• _WHAT YOU ARE ASKED TO DO_
Extract the part of the items that opens with the line containing "the cloud bank" and closes with the line containing "<point>129,87</point>", including both of those lines, and copy it out word for word.

• _DATA RECORDS_
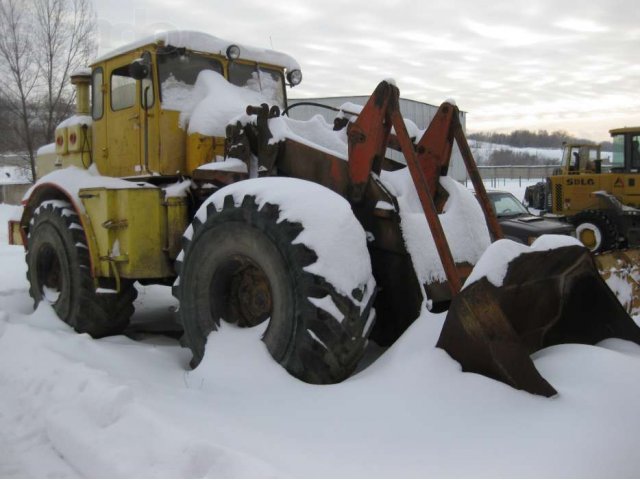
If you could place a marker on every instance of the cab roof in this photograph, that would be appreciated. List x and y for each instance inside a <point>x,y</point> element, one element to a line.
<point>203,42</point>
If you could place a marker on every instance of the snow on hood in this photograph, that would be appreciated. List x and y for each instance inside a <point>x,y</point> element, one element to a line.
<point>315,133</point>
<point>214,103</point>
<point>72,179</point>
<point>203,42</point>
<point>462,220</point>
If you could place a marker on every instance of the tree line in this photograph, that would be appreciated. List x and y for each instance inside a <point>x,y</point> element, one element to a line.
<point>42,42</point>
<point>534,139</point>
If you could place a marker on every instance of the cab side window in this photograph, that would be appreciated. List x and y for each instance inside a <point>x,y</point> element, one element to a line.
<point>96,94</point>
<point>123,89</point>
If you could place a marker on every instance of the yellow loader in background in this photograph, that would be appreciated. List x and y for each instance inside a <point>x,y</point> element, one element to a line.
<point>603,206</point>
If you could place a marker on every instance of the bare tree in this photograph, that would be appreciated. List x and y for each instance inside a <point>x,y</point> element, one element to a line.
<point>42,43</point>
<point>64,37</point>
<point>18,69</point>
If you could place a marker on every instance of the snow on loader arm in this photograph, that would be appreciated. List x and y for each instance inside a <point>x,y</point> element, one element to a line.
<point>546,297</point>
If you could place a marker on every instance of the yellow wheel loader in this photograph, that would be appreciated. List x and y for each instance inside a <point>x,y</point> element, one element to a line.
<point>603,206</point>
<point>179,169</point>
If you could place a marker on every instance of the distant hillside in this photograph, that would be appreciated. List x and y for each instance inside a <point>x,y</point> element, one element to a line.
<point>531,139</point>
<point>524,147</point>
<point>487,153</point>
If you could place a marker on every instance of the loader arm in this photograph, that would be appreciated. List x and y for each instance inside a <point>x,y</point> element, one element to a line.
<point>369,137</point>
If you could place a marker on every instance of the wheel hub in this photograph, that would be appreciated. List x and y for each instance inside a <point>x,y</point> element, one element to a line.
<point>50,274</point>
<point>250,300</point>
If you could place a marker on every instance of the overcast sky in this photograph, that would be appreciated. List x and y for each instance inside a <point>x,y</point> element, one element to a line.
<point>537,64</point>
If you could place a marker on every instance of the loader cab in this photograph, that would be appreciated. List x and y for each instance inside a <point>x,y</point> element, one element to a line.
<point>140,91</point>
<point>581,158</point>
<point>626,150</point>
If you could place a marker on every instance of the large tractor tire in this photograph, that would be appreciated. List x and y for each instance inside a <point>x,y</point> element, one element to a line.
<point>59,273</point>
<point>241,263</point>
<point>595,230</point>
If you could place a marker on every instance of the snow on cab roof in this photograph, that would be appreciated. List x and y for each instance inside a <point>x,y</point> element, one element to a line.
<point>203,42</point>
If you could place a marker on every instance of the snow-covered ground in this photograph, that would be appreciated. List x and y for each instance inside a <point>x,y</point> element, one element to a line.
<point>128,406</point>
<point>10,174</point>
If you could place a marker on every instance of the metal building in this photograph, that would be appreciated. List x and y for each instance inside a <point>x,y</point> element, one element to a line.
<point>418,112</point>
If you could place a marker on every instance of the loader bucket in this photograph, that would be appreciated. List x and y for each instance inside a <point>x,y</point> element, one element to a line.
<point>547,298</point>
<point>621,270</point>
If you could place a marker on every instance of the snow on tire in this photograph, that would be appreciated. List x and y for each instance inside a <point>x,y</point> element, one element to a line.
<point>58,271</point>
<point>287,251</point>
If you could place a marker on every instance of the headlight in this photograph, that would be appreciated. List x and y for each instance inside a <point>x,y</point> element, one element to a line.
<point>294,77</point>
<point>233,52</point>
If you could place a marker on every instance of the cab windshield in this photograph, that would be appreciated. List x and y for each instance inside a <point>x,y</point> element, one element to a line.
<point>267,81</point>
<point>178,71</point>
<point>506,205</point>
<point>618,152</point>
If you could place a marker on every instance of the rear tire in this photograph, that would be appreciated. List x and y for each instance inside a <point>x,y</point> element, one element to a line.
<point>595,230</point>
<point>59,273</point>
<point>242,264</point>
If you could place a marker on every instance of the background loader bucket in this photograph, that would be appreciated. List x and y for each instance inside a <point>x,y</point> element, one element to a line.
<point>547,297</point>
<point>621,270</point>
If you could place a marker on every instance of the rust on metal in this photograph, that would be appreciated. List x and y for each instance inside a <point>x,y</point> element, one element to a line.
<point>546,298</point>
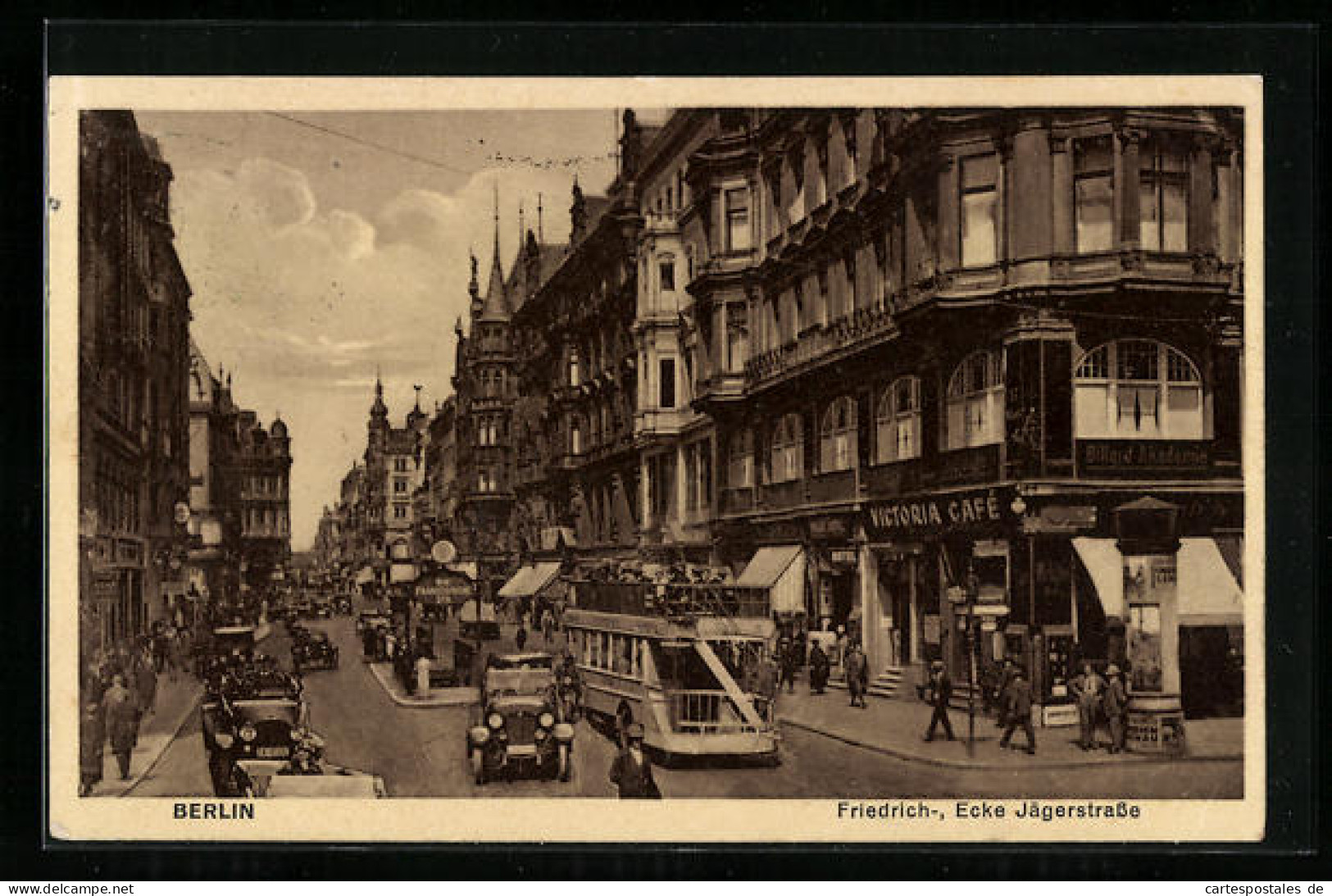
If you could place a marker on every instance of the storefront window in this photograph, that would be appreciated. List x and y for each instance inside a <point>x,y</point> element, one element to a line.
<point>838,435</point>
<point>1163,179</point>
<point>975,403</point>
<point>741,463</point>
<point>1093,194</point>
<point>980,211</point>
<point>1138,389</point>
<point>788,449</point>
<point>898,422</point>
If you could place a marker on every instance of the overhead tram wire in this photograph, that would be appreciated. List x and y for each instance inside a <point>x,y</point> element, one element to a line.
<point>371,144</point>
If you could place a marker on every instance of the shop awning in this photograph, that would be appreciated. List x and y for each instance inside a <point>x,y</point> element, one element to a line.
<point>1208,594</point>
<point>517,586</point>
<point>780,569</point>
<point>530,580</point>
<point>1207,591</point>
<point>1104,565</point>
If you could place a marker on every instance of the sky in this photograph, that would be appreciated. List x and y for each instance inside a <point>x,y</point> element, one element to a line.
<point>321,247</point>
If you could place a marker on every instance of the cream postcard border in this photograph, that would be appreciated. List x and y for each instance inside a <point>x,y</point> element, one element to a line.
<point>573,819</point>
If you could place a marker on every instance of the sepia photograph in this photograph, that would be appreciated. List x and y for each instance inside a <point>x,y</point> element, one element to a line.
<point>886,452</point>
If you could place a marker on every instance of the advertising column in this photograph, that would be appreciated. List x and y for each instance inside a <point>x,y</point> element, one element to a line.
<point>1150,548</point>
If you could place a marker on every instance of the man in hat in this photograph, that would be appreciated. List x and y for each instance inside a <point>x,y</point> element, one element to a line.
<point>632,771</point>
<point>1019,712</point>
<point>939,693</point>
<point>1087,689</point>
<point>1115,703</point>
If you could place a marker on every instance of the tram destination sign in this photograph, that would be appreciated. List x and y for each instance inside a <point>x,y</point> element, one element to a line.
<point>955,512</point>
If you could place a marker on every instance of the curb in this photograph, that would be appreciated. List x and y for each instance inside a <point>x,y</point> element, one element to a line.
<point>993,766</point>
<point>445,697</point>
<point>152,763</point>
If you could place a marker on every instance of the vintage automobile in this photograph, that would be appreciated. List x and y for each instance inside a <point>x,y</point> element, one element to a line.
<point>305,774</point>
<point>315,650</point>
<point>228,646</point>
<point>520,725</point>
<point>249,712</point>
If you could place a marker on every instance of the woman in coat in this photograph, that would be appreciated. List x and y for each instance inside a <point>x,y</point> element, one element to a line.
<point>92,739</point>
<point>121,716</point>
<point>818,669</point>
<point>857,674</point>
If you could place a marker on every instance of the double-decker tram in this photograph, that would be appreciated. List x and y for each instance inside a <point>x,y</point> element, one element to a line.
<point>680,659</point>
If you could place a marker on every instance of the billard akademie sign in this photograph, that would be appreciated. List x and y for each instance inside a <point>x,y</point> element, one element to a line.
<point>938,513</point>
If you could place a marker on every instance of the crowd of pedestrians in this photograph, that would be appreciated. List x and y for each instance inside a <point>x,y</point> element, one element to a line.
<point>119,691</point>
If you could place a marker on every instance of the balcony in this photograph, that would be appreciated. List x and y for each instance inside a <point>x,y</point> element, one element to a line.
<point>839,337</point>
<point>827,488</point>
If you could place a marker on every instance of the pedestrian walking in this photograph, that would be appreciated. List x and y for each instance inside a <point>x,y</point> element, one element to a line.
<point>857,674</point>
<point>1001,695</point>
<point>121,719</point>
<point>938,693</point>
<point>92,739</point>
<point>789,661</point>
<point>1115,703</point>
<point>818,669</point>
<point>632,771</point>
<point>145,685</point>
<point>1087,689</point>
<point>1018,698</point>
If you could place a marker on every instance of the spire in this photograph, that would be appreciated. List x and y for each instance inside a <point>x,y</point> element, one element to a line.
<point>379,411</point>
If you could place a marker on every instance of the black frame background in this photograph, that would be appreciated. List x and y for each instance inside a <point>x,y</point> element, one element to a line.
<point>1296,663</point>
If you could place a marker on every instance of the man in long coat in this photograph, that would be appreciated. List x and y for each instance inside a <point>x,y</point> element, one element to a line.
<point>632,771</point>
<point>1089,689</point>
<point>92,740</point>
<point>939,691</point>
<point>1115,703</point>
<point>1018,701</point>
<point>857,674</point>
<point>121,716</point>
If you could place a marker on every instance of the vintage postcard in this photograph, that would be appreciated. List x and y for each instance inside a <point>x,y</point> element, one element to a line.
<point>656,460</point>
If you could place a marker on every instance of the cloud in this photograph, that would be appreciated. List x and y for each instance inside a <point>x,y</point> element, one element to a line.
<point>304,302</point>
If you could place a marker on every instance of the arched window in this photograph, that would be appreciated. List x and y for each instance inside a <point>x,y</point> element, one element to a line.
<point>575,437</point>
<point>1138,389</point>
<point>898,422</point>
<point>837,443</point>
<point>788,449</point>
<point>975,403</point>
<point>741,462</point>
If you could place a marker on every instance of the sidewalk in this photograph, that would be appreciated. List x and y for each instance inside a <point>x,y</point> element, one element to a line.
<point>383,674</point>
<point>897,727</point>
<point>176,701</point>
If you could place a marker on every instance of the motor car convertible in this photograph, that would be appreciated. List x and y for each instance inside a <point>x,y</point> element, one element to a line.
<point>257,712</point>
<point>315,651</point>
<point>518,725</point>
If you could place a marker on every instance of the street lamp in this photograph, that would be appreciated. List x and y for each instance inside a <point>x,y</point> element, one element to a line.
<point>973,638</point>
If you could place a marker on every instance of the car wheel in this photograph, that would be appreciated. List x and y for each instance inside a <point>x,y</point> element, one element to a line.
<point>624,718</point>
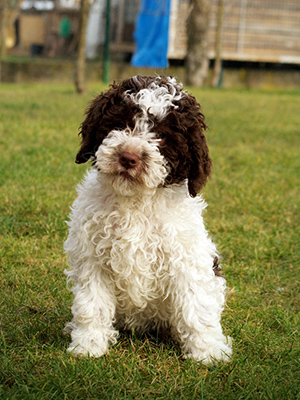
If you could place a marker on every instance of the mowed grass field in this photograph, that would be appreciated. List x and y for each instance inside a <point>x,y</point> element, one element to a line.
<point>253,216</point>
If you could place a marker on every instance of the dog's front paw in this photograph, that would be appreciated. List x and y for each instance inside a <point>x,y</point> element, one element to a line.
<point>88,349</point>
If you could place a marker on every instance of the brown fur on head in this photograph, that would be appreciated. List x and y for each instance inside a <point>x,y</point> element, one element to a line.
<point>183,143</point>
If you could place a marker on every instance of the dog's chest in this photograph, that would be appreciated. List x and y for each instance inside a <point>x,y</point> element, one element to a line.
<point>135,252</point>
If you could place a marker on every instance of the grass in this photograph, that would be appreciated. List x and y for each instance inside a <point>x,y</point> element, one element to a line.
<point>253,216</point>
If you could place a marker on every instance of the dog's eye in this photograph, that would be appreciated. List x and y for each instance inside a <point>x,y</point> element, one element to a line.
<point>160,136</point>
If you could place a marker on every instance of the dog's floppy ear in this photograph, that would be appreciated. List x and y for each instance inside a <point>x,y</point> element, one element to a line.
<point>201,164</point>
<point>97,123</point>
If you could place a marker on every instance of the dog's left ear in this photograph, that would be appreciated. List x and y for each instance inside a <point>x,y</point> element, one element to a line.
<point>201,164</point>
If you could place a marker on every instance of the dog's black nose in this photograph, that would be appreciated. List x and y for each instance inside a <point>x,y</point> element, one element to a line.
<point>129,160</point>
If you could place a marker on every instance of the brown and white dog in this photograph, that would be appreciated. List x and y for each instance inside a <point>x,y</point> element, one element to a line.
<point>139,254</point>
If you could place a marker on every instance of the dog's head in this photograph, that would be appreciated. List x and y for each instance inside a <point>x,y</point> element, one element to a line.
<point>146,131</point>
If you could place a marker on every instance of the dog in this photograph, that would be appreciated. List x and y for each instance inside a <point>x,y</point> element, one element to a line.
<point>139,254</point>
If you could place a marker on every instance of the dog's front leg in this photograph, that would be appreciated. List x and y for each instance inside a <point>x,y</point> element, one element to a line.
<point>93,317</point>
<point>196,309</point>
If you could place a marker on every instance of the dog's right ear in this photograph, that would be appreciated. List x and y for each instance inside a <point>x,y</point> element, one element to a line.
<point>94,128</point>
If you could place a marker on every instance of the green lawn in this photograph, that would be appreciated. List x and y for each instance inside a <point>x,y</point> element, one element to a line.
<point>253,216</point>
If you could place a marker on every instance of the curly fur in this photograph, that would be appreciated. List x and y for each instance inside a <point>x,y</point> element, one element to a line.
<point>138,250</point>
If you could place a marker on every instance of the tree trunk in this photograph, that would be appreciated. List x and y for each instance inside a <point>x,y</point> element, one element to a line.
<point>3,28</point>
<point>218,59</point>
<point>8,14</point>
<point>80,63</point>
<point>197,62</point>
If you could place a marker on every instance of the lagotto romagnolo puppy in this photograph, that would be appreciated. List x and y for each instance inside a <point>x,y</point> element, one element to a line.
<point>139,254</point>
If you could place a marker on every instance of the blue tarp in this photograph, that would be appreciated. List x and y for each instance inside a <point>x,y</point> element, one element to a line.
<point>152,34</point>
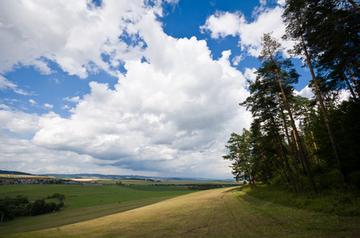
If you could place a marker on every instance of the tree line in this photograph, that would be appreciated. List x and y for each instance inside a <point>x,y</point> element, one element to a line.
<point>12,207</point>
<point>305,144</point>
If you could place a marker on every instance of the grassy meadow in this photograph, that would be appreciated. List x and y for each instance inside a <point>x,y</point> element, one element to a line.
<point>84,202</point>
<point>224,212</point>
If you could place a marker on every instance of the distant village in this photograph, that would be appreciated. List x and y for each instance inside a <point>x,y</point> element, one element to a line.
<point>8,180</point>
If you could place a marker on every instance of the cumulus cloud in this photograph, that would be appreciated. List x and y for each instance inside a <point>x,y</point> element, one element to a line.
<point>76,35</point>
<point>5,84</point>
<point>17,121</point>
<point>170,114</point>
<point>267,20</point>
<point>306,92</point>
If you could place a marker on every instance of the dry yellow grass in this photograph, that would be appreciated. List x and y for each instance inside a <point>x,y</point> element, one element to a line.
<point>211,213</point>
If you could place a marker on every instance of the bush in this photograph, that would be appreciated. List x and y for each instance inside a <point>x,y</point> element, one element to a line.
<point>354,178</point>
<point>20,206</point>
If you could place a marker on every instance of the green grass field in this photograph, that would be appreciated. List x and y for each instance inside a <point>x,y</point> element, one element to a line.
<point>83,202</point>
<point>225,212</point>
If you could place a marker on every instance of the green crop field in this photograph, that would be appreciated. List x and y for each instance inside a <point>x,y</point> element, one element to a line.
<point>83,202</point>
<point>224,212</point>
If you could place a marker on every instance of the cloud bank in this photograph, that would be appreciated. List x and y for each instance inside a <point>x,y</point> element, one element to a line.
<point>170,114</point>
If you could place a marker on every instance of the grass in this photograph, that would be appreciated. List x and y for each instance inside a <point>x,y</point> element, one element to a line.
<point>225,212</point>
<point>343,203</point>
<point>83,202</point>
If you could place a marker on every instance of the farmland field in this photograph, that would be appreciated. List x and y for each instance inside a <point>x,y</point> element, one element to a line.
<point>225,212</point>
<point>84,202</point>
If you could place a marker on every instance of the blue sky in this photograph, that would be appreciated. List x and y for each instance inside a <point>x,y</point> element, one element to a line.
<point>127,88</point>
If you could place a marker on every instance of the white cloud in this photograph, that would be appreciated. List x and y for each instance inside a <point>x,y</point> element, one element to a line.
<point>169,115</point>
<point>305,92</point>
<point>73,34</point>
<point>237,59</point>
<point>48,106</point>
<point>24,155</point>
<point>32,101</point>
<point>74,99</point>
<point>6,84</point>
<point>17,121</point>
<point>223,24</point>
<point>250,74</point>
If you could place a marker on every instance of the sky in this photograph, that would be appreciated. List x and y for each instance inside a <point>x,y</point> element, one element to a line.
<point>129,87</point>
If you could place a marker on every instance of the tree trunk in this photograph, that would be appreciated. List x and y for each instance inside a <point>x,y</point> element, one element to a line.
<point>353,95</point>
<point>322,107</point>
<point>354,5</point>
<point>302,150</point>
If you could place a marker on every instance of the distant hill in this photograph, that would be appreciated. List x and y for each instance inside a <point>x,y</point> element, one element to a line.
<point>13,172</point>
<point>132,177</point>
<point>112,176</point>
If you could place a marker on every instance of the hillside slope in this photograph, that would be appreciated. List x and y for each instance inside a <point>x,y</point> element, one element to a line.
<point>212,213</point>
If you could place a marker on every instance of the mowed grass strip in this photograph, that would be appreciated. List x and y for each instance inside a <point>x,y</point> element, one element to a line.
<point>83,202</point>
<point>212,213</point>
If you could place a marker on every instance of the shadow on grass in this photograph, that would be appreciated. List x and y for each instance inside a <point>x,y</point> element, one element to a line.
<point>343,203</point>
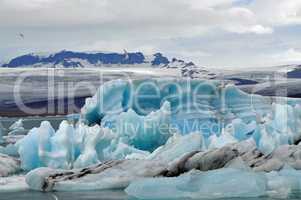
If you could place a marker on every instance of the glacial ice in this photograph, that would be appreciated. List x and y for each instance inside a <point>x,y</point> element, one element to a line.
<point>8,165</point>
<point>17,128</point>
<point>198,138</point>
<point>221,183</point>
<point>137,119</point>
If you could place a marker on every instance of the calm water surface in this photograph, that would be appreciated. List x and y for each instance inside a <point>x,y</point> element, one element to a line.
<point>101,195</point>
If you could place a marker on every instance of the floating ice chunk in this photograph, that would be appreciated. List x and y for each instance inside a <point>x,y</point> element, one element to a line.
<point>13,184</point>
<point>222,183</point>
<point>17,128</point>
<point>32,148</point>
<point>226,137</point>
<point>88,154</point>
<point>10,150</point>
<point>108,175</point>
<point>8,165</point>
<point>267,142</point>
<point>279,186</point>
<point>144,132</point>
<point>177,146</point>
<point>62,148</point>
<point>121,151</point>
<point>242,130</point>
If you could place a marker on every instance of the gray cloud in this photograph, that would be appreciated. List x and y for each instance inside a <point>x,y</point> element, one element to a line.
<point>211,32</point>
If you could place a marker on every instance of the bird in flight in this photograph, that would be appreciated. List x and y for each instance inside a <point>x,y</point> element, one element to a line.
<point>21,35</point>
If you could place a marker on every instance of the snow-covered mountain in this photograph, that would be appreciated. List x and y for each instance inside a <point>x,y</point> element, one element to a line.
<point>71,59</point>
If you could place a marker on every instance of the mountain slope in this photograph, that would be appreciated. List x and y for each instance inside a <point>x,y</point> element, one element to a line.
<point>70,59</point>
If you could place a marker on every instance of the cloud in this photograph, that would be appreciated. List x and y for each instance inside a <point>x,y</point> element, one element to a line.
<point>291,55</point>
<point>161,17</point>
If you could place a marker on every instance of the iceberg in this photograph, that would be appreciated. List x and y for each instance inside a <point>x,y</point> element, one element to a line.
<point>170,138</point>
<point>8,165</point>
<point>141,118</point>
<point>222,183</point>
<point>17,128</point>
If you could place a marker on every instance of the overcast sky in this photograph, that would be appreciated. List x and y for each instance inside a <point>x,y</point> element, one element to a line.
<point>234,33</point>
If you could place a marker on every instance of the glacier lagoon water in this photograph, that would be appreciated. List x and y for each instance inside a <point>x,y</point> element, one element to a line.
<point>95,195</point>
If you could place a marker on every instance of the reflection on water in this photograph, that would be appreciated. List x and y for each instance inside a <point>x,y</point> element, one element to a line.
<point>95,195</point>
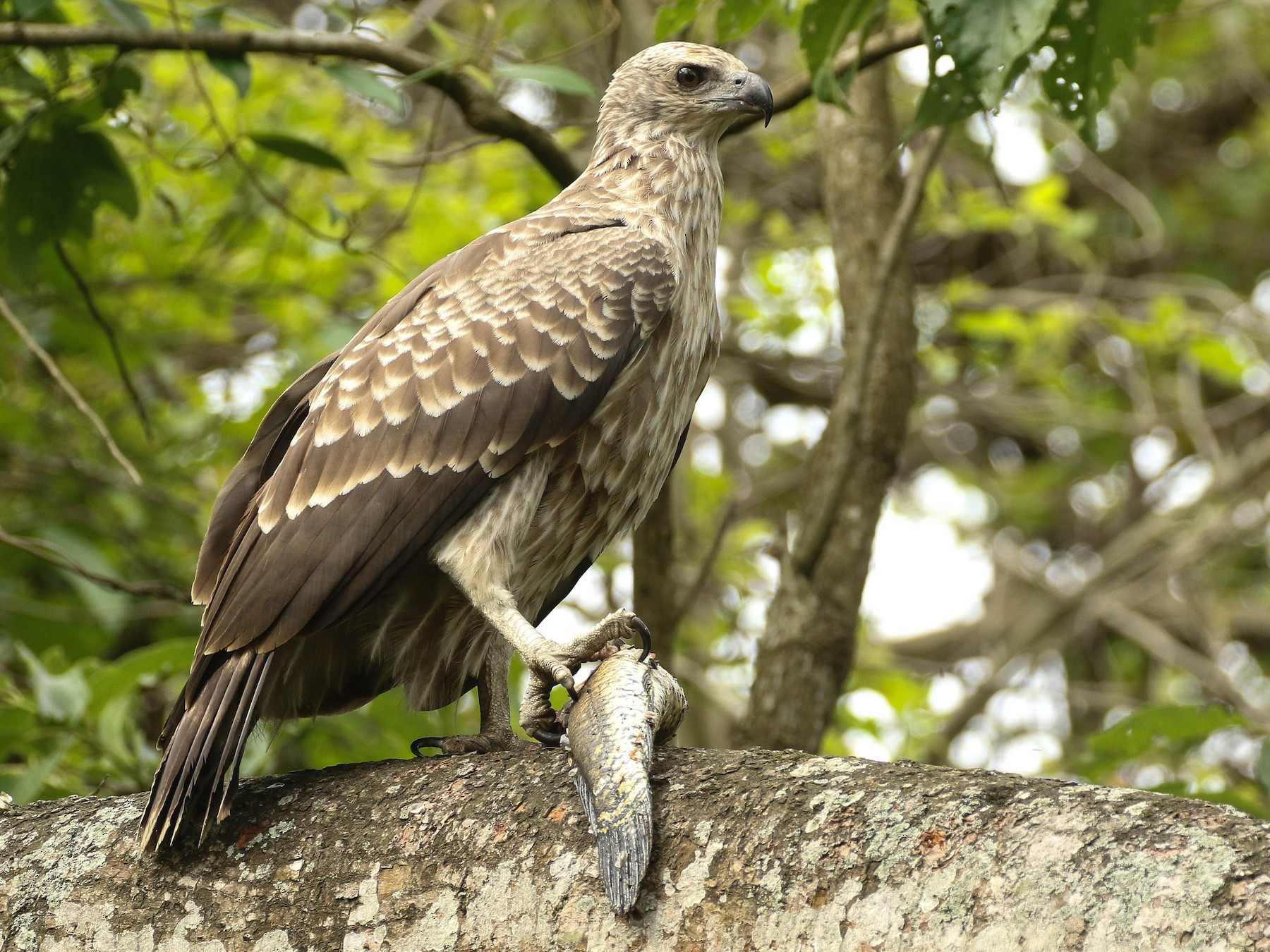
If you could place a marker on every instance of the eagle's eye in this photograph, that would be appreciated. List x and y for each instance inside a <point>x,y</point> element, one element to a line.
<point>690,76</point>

• _ANSWER FOR THIS EXERCISE_
If you could place a marker on every instance of the cloud bank in this photograph, that would be appreciated. List x and y for each instance inside a <point>x,y</point> element, one element to a line.
<point>170,114</point>
If you could place a marker on every instance of the grass in this photograph, that would be appreciated. List x and y for each instance inside a <point>x,y</point> element, one element to a line.
<point>225,212</point>
<point>343,203</point>
<point>83,202</point>
If you could place a marker on every instance of the farmland field in this photograph, that would be appreciated. List x and y for each instance inside a <point>x,y</point> element, one element to a line.
<point>225,212</point>
<point>84,202</point>
If you could place a marker on every instance of the blue sky in this photograph, that would be appreciated. List x and y for each instance inside a <point>x,y</point> element, one element to a line.
<point>127,88</point>
If you could place a marker on every instance of the white cloud in this photograph, that would be appreciated. List x and y for each instance inside a <point>x,y</point> element, one element to a line.
<point>169,115</point>
<point>305,92</point>
<point>73,34</point>
<point>237,59</point>
<point>48,106</point>
<point>24,155</point>
<point>32,101</point>
<point>74,99</point>
<point>6,84</point>
<point>17,121</point>
<point>223,24</point>
<point>250,74</point>
If you could place a marker on every instance of the sky in this photograph, that would be appreciated. List x and y for each instance inside a <point>x,y</point> element, one element to a line.
<point>129,87</point>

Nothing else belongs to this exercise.